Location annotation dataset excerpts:
====
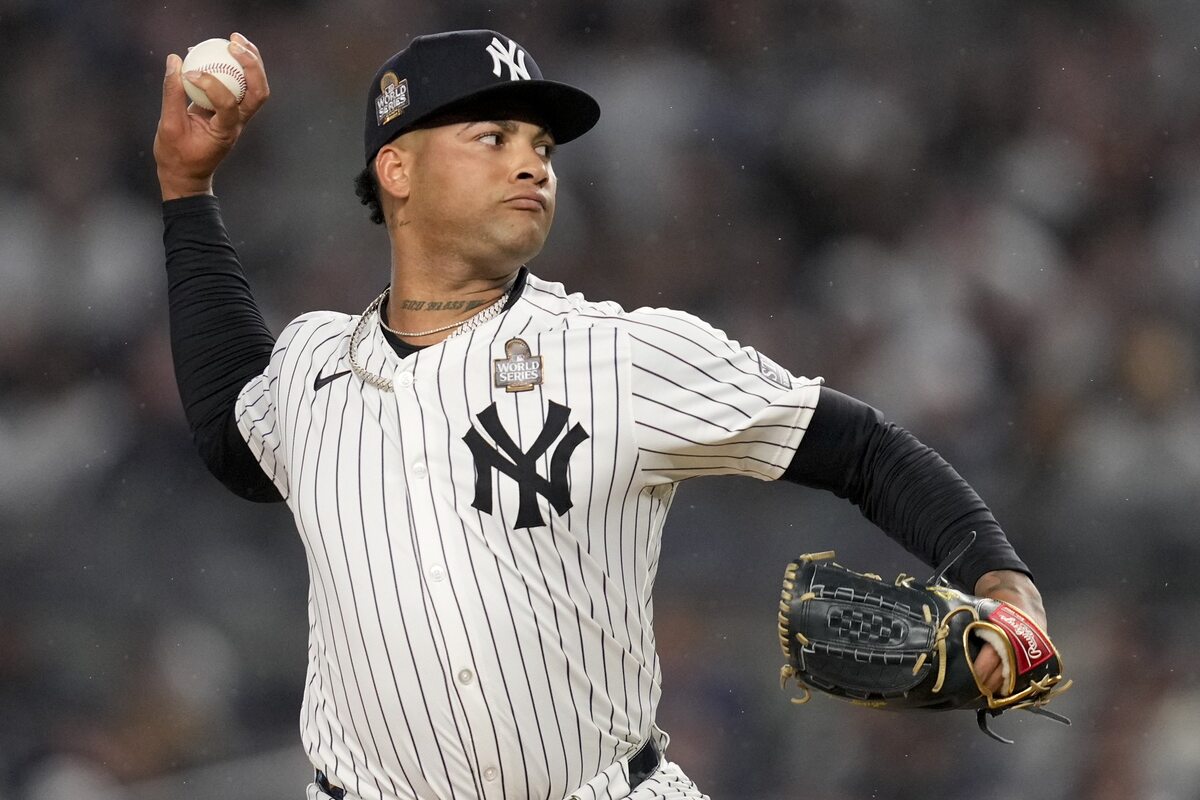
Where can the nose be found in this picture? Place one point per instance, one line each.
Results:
(531, 167)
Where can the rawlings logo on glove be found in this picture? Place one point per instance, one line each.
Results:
(909, 644)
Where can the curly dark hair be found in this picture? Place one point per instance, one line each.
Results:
(366, 186)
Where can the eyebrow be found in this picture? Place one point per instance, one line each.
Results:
(508, 126)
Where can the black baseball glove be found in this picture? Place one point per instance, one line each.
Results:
(909, 644)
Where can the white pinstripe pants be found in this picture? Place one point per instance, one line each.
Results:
(667, 782)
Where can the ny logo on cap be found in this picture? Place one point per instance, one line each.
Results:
(511, 55)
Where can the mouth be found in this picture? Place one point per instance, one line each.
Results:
(529, 202)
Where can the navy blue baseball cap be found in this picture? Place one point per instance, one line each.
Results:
(469, 72)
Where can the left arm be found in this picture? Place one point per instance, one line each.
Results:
(910, 492)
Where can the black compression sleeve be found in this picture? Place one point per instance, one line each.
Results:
(901, 486)
(219, 340)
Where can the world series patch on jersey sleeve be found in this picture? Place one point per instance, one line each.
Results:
(499, 516)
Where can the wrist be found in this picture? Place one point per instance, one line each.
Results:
(175, 187)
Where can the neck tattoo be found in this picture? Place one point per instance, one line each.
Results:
(490, 311)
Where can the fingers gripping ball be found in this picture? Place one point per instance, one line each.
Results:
(213, 56)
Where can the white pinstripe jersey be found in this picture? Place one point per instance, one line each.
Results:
(484, 630)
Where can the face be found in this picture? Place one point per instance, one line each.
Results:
(483, 191)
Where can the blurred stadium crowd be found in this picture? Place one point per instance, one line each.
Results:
(979, 217)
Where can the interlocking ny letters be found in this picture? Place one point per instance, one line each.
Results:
(522, 467)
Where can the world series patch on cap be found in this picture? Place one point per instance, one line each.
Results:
(469, 72)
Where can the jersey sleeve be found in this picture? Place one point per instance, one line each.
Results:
(706, 405)
(259, 411)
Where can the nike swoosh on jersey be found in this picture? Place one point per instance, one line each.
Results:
(318, 382)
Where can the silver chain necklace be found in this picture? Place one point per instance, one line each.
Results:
(384, 384)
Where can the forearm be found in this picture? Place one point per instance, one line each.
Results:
(219, 338)
(901, 486)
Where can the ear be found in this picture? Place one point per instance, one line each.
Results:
(394, 170)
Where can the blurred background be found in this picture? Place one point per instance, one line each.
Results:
(981, 217)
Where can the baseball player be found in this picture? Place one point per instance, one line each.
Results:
(480, 463)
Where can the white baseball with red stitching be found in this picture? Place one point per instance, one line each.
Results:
(213, 56)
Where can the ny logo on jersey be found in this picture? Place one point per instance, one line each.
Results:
(522, 467)
(511, 55)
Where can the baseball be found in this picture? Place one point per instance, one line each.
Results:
(213, 56)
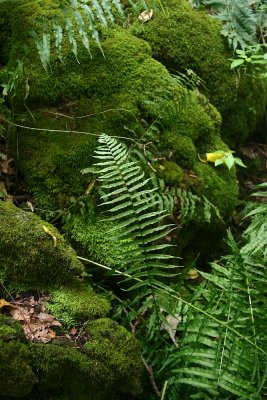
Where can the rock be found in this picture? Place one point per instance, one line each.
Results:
(183, 38)
(33, 253)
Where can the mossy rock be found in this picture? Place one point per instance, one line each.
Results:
(183, 38)
(62, 371)
(76, 305)
(171, 173)
(33, 253)
(140, 90)
(17, 377)
(116, 348)
(97, 372)
(121, 94)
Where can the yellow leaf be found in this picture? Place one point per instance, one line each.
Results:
(192, 274)
(51, 234)
(212, 157)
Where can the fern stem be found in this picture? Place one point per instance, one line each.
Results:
(173, 294)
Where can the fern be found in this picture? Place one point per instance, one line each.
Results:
(214, 358)
(127, 196)
(78, 20)
(242, 20)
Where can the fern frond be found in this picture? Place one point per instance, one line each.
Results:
(80, 21)
(212, 357)
(134, 206)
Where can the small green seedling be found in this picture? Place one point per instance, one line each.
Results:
(223, 157)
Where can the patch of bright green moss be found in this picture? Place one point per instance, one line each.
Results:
(219, 185)
(108, 362)
(33, 254)
(184, 38)
(184, 151)
(171, 173)
(117, 349)
(17, 377)
(97, 242)
(74, 305)
(65, 371)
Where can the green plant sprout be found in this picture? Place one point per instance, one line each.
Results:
(223, 157)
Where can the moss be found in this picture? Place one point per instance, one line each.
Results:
(184, 38)
(117, 349)
(96, 241)
(10, 329)
(30, 256)
(184, 151)
(17, 377)
(219, 185)
(171, 173)
(67, 373)
(109, 362)
(74, 305)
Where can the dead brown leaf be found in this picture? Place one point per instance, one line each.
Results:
(4, 303)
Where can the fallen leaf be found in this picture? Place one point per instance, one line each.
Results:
(4, 303)
(51, 234)
(20, 314)
(145, 16)
(170, 326)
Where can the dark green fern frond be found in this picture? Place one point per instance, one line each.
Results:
(133, 205)
(239, 18)
(229, 356)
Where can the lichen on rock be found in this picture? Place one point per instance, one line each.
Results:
(33, 253)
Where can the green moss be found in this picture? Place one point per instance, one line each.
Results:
(171, 173)
(66, 372)
(117, 349)
(30, 256)
(96, 241)
(17, 377)
(10, 329)
(184, 151)
(109, 362)
(75, 305)
(219, 185)
(183, 38)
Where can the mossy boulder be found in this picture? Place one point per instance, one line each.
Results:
(108, 363)
(122, 94)
(17, 376)
(117, 349)
(183, 38)
(33, 253)
(76, 305)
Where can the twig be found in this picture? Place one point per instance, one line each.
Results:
(151, 377)
(147, 367)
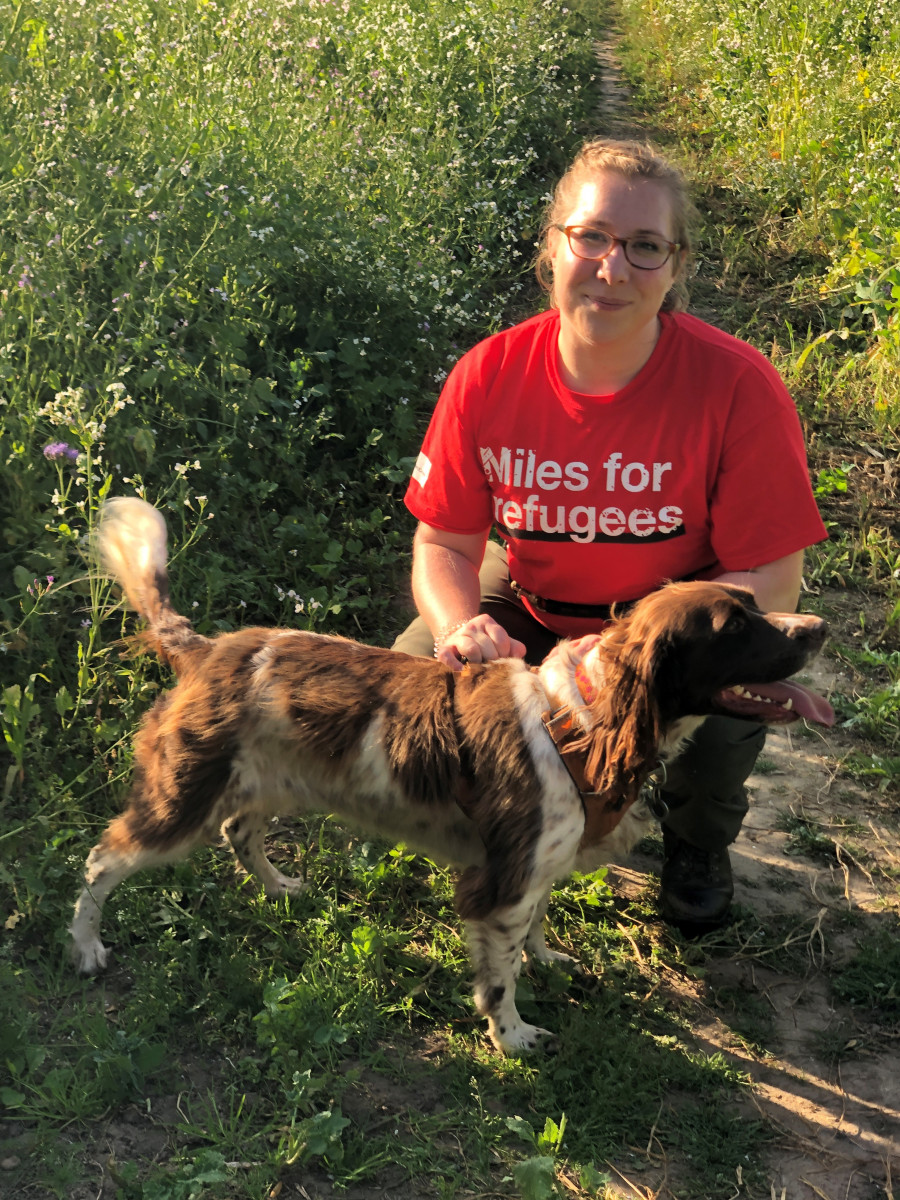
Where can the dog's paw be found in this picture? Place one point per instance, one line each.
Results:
(89, 958)
(544, 954)
(522, 1038)
(282, 886)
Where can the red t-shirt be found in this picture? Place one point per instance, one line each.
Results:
(696, 467)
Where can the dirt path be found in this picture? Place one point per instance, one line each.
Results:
(826, 1074)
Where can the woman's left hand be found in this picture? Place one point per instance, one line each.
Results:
(479, 640)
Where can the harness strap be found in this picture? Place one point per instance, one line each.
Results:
(603, 810)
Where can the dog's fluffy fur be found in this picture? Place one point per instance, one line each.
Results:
(459, 766)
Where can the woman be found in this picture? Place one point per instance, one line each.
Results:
(613, 443)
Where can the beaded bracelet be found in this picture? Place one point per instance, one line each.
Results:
(443, 634)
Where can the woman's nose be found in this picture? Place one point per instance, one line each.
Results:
(613, 265)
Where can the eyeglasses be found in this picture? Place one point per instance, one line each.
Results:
(645, 251)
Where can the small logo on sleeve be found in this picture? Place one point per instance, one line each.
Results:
(421, 471)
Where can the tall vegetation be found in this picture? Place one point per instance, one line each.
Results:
(802, 103)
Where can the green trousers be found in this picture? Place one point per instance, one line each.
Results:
(705, 787)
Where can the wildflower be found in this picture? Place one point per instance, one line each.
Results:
(60, 450)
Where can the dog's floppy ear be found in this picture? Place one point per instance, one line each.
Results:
(625, 719)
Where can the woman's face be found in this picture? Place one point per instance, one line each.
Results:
(611, 301)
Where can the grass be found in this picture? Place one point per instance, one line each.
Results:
(240, 247)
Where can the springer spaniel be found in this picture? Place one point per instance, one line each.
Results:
(462, 767)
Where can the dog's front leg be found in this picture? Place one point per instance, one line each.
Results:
(537, 949)
(496, 945)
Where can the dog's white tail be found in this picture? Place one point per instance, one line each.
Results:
(130, 545)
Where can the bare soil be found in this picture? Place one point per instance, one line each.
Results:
(828, 1078)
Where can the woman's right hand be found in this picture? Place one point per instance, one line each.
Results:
(478, 640)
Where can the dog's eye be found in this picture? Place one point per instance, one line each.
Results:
(731, 618)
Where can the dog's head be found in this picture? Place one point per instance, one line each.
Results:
(703, 648)
(693, 651)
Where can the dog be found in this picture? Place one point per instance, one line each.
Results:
(461, 766)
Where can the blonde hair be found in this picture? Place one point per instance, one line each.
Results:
(631, 160)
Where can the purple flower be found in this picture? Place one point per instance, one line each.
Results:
(60, 450)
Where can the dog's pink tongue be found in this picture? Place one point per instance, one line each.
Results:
(804, 702)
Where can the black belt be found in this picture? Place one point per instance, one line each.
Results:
(563, 609)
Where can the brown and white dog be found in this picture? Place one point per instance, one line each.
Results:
(459, 766)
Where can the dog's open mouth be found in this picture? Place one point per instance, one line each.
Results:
(775, 703)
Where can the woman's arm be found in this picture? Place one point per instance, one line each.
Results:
(447, 593)
(775, 586)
====
## GIVEN INSTRUCTION
Copy each line exactly, from the line containing "Where can the woman's right" down to the last line of the material, and no other lines.

## CORRECT RESULT
Where can the woman's right hand be found in this picture? Place one point per instance, one line each.
Results:
(478, 640)
Where can the dog's eye be found in this picture? Place one point per instance, one line each.
Results:
(731, 618)
Where can the dog's head be found in this picture? Place one point per instance, one line each.
Results:
(703, 648)
(693, 651)
Where can the dog be found in this picture? Place one point per instance, one line each.
Results:
(461, 766)
Where can the blonde hair be found in this picture? Place one point per instance, one line each.
Results:
(631, 160)
Where can the purple flower be found in this picture? Place one point per instance, one line each.
Results:
(60, 450)
Where can the dog's pink tongue be found in this picture? Place one point per instance, one line each.
Results:
(804, 702)
Where can the black belt be found in this picture? Place one point per instance, one line each.
Results:
(563, 609)
Where can the brown and white dog be found in this picture? Place one point per instance, one line each.
Results:
(459, 766)
Where can the dog's open mouth be found in this picture? Place one point per instance, one line each.
Results:
(775, 703)
Where can the woman's arm be found in this picture? Place one point per instance, one line each.
Results:
(447, 593)
(775, 586)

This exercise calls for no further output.